**Records shown**
— begin —

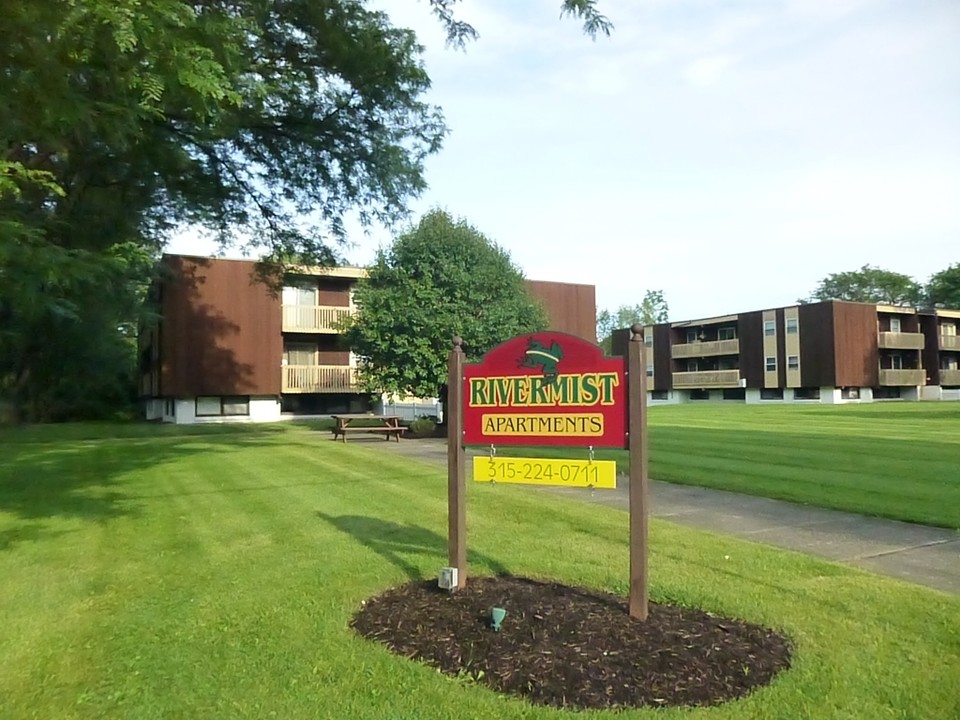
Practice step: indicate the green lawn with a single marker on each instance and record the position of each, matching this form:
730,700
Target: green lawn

— end —
— begin —

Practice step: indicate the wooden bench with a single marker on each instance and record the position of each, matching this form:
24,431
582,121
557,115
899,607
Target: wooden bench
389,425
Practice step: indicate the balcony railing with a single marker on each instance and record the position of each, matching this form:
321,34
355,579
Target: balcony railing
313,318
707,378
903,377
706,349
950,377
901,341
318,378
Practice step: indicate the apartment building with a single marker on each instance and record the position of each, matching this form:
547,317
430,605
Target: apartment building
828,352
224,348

— end —

**Task goal**
Can you turn the lines from the one containing "Practice step: indicate the green" through the one containing "Target: green lawn", both included, into a numbered list, leaving out any blank lines?

**Final answer**
1. Practice step: indicate the green lawn with a single marker on each instance and record the position of each, matching this form:
2. 730,700
3. Target: green lawn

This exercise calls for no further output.